REQUIREMENT: Reproduce, word for word, only the lines of the entries below from the line containing "Where can you see the yellow" through the line containing "[[261, 131], [70, 56]]", including both of those lines.
-- INFORMATION PROVIDED start --
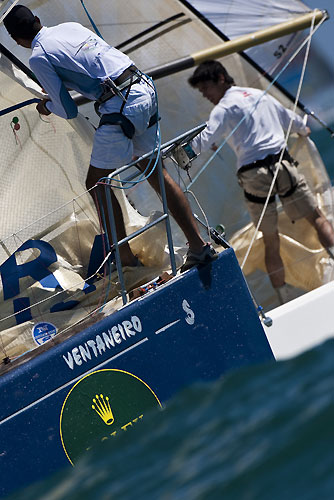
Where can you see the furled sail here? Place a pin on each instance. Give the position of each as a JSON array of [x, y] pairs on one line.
[[235, 18], [44, 163]]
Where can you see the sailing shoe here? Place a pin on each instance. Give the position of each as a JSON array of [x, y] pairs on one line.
[[208, 254]]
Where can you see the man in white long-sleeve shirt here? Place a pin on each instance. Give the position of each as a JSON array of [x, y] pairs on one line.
[[70, 56], [258, 122]]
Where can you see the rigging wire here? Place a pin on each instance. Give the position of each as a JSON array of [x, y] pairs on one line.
[[284, 147], [96, 29]]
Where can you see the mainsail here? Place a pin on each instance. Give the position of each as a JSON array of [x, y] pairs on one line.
[[44, 161]]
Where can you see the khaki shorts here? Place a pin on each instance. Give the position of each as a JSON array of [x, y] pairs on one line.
[[257, 182]]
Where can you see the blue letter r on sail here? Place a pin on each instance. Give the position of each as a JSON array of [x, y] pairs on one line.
[[11, 272]]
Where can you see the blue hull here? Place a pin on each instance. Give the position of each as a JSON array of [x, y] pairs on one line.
[[101, 381]]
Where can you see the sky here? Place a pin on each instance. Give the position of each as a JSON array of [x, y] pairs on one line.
[[324, 37]]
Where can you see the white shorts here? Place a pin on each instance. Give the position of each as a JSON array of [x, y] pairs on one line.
[[111, 148]]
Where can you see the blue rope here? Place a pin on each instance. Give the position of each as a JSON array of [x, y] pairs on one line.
[[96, 29]]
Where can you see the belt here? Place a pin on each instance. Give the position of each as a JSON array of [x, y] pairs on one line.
[[110, 87], [267, 161], [131, 71]]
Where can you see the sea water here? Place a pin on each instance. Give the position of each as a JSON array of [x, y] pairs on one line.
[[263, 432]]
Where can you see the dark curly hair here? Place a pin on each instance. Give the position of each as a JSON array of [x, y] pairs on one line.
[[210, 71]]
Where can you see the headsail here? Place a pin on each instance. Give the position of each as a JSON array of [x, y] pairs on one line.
[[44, 163]]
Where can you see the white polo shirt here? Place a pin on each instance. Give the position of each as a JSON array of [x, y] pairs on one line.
[[263, 121], [70, 56]]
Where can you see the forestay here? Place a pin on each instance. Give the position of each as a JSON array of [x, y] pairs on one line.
[[44, 162]]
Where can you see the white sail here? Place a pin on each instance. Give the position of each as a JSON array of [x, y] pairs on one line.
[[234, 18], [44, 163]]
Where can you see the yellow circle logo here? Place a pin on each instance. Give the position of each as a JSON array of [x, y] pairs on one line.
[[100, 406]]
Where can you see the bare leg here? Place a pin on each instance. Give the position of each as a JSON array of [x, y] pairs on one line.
[[93, 176], [273, 261], [179, 208], [323, 227]]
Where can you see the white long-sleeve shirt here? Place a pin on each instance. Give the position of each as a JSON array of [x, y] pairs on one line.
[[261, 131], [70, 56]]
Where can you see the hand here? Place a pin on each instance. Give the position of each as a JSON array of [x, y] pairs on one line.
[[42, 109]]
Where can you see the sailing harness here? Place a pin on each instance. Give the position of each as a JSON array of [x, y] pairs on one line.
[[111, 88], [269, 162]]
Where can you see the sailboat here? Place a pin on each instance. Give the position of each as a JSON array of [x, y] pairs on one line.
[[83, 358]]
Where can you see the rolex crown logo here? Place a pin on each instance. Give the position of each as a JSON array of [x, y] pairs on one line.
[[102, 407]]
-- INFORMATION PROVIDED end --
SOLVED PROBLEM:
Where can you see the yellow circle logo here? Place a pin on each instance. Give the position of each as a JSON array of [x, y] pairs on one line.
[[100, 406]]
Where can you see the bare leg here? Place a pin on each instance. Give the position of each as a JSON array of [x, y] pairs on one line.
[[93, 176], [273, 261], [179, 208], [323, 227]]
Where can you see the white long-sleeve shirt here? Place a pin on each instance. Give the position of each as a JSON array of [x, y] pairs on one line.
[[261, 131], [70, 56]]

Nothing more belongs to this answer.